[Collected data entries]
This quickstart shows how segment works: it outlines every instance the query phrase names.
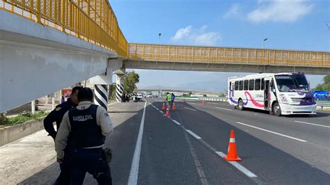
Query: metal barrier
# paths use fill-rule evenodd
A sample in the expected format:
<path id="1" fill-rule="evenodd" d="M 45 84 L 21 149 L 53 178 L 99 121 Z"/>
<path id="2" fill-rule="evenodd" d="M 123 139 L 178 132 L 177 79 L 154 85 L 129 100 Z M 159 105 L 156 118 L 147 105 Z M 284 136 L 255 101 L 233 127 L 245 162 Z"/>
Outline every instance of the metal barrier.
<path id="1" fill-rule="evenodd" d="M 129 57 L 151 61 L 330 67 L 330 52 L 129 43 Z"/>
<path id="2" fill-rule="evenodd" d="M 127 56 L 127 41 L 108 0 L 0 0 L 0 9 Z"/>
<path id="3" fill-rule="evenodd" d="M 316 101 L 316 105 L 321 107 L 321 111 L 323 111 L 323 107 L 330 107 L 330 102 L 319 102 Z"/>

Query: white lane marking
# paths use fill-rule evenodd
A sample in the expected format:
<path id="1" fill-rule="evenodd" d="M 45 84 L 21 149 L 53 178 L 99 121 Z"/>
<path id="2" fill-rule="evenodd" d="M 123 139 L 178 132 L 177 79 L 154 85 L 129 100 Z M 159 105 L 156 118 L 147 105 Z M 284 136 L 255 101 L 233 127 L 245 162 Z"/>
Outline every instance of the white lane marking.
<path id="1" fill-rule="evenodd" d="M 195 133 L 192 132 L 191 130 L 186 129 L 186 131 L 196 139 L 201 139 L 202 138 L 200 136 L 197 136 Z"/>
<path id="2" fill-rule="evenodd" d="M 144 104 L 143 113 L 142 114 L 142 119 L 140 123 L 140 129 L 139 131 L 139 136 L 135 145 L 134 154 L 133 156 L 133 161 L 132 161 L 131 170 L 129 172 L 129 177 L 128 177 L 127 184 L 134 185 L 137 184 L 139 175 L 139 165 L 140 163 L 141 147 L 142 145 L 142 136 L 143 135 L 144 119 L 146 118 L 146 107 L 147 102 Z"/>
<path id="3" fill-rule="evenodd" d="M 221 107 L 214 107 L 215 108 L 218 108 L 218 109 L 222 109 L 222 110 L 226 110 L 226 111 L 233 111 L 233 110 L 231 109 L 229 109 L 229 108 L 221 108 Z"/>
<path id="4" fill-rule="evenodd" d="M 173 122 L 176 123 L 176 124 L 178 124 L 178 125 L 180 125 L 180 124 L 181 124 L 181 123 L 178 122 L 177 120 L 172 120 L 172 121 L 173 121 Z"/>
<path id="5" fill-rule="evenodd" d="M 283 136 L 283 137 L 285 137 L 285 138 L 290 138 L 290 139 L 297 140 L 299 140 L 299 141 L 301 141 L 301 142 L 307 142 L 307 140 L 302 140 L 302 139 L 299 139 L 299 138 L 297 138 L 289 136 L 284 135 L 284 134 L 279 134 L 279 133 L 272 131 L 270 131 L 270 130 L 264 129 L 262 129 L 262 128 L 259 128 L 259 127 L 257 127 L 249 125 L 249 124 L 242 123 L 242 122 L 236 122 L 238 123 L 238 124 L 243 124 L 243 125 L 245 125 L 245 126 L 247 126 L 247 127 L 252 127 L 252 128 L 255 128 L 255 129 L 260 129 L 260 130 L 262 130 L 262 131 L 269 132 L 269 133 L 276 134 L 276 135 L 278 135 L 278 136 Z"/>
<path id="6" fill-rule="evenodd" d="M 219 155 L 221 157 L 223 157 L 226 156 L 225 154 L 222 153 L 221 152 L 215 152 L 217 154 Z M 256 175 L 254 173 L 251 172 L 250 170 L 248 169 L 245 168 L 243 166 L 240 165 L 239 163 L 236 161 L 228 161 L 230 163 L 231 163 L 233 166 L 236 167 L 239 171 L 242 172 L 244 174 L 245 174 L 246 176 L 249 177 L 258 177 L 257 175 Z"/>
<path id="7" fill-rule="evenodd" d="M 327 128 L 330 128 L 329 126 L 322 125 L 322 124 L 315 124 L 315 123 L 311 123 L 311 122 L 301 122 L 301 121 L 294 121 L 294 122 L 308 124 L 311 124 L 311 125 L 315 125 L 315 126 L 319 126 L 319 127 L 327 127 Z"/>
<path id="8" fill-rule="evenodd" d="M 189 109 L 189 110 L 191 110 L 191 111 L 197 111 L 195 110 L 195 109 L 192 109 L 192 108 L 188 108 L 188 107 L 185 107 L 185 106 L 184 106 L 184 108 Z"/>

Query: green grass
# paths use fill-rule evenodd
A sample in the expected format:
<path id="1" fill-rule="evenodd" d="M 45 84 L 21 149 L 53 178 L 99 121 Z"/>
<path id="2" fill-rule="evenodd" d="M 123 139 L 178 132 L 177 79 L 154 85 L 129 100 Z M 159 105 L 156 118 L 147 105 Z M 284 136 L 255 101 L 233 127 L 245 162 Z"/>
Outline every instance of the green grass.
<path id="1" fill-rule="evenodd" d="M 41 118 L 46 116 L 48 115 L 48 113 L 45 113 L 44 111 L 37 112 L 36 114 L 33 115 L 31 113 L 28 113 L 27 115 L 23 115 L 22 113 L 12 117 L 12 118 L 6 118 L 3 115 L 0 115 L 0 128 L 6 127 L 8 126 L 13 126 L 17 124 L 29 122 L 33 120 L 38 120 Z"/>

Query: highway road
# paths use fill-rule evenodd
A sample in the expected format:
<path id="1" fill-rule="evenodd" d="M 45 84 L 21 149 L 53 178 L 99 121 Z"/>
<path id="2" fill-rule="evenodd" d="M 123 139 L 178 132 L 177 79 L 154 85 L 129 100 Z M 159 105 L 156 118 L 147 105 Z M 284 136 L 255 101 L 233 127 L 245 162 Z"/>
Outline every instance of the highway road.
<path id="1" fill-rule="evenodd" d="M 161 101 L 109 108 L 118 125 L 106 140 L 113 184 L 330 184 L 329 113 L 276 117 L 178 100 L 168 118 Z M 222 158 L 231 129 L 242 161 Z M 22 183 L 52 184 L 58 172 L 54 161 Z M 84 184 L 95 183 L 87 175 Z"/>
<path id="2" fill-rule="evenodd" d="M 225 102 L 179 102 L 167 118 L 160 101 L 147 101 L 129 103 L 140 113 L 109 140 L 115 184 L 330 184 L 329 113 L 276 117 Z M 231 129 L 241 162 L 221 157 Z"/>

__Instructions for the task__: Extract every line of the listing above word for word, leaving the pictures out of your answer.

__Reply to the task__:
This quickstart shows how segment works: it outlines every instance the query phrase names.
Query: metal barrier
# paths use fill-rule evenodd
A sample in the expected format:
<path id="1" fill-rule="evenodd" d="M 45 84 L 21 149 L 53 178 L 99 121 Z"/>
<path id="2" fill-rule="evenodd" d="M 123 139 L 178 132 L 177 79 L 154 85 L 129 100 Z M 159 105 L 156 118 L 147 105 Z M 284 136 L 255 101 L 233 127 L 245 162 Z"/>
Outline every instance of the metal barrier.
<path id="1" fill-rule="evenodd" d="M 129 57 L 151 61 L 330 67 L 330 52 L 129 43 Z"/>
<path id="2" fill-rule="evenodd" d="M 127 56 L 127 41 L 108 0 L 0 0 L 0 9 Z"/>
<path id="3" fill-rule="evenodd" d="M 316 101 L 316 105 L 321 107 L 321 111 L 323 111 L 323 107 L 330 107 L 330 102 L 319 102 Z"/>

Query: white lane marking
# paths use fill-rule evenodd
A sample in the expected format:
<path id="1" fill-rule="evenodd" d="M 45 84 L 21 149 L 53 178 L 99 121 Z"/>
<path id="2" fill-rule="evenodd" d="M 123 139 L 178 132 L 177 79 L 154 85 L 129 100 Z M 159 105 L 156 118 L 147 105 Z M 284 136 L 255 101 L 233 127 L 245 162 Z"/>
Outline every instance of the white lane marking.
<path id="1" fill-rule="evenodd" d="M 195 133 L 192 132 L 191 130 L 186 129 L 186 131 L 196 139 L 201 139 L 202 138 L 200 136 L 197 136 Z"/>
<path id="2" fill-rule="evenodd" d="M 144 104 L 143 113 L 142 114 L 142 119 L 140 123 L 140 129 L 139 131 L 139 136 L 135 145 L 134 154 L 133 156 L 133 161 L 132 161 L 131 170 L 129 172 L 129 177 L 128 177 L 127 184 L 134 185 L 137 184 L 139 175 L 139 165 L 140 163 L 141 147 L 142 145 L 142 136 L 143 135 L 144 119 L 146 118 L 146 107 L 147 102 Z"/>
<path id="3" fill-rule="evenodd" d="M 221 107 L 214 107 L 215 108 L 218 108 L 218 109 L 222 109 L 222 110 L 226 110 L 226 111 L 233 111 L 233 110 L 231 109 L 229 109 L 229 108 L 221 108 Z"/>
<path id="4" fill-rule="evenodd" d="M 173 122 L 176 123 L 176 124 L 178 124 L 178 125 L 180 125 L 180 124 L 181 124 L 181 123 L 178 122 L 177 120 L 172 120 L 172 121 L 173 121 Z"/>
<path id="5" fill-rule="evenodd" d="M 283 136 L 283 137 L 285 137 L 285 138 L 290 138 L 290 139 L 297 140 L 299 140 L 299 141 L 301 141 L 301 142 L 307 142 L 307 140 L 302 140 L 302 139 L 299 139 L 299 138 L 297 138 L 289 136 L 284 135 L 284 134 L 279 134 L 279 133 L 272 131 L 270 131 L 270 130 L 264 129 L 262 129 L 262 128 L 259 128 L 259 127 L 257 127 L 249 125 L 249 124 L 242 123 L 242 122 L 236 122 L 238 123 L 238 124 L 243 124 L 243 125 L 245 125 L 245 126 L 247 126 L 247 127 L 252 127 L 252 128 L 255 128 L 255 129 L 260 129 L 260 130 L 262 130 L 262 131 L 269 132 L 269 133 L 276 134 L 276 135 L 278 135 L 278 136 Z"/>
<path id="6" fill-rule="evenodd" d="M 219 155 L 221 157 L 223 157 L 226 156 L 225 154 L 222 153 L 221 152 L 215 152 L 217 154 Z M 256 175 L 254 173 L 251 172 L 250 170 L 248 169 L 245 168 L 243 166 L 240 165 L 239 163 L 236 161 L 228 161 L 230 163 L 231 163 L 233 166 L 236 167 L 239 171 L 242 172 L 244 174 L 245 174 L 246 176 L 249 177 L 258 177 L 257 175 Z"/>
<path id="7" fill-rule="evenodd" d="M 327 128 L 330 128 L 329 126 L 322 125 L 322 124 L 315 124 L 315 123 L 311 123 L 311 122 L 301 122 L 301 121 L 294 121 L 294 122 L 308 124 L 311 124 L 311 125 L 315 125 L 315 126 L 319 126 L 319 127 L 327 127 Z"/>
<path id="8" fill-rule="evenodd" d="M 189 109 L 189 110 L 191 110 L 191 111 L 197 111 L 195 110 L 195 109 L 192 109 L 192 108 L 188 108 L 188 107 L 185 107 L 185 106 L 184 106 L 184 108 Z"/>

Query: green grass
# paths use fill-rule evenodd
A sample in the expected format:
<path id="1" fill-rule="evenodd" d="M 45 84 L 21 149 L 53 178 L 99 121 Z"/>
<path id="2" fill-rule="evenodd" d="M 123 139 L 178 132 L 177 79 L 154 85 L 129 100 Z M 159 105 L 156 118 L 147 105 Z M 284 136 L 255 101 L 233 127 L 245 162 Z"/>
Outline every instance of the green grass.
<path id="1" fill-rule="evenodd" d="M 41 118 L 46 116 L 48 115 L 48 113 L 45 113 L 44 111 L 37 112 L 36 114 L 33 115 L 31 113 L 28 113 L 27 115 L 23 115 L 22 113 L 12 117 L 12 118 L 6 118 L 3 115 L 0 115 L 0 128 L 6 127 L 8 126 L 13 126 L 17 124 L 29 122 L 33 120 L 38 120 Z"/>

Query: highway road
# paths use fill-rule evenodd
A sample in the expected format:
<path id="1" fill-rule="evenodd" d="M 45 84 L 21 149 L 53 178 L 99 121 Z"/>
<path id="2" fill-rule="evenodd" d="M 123 139 L 178 132 L 177 79 L 154 85 L 129 100 Z M 159 105 L 156 118 L 147 105 Z M 284 136 L 255 101 L 233 127 L 245 162 Z"/>
Outline every instance of the highway road.
<path id="1" fill-rule="evenodd" d="M 161 101 L 109 108 L 118 125 L 106 140 L 113 184 L 330 184 L 329 113 L 276 117 L 178 100 L 168 118 Z M 222 158 L 231 129 L 242 161 Z M 22 183 L 52 184 L 58 172 L 54 161 Z M 84 184 L 95 183 L 87 175 Z"/>
<path id="2" fill-rule="evenodd" d="M 225 102 L 179 102 L 167 118 L 160 101 L 147 101 L 129 103 L 140 113 L 109 140 L 115 184 L 330 184 L 329 113 L 276 117 Z M 231 129 L 241 162 L 221 157 Z"/>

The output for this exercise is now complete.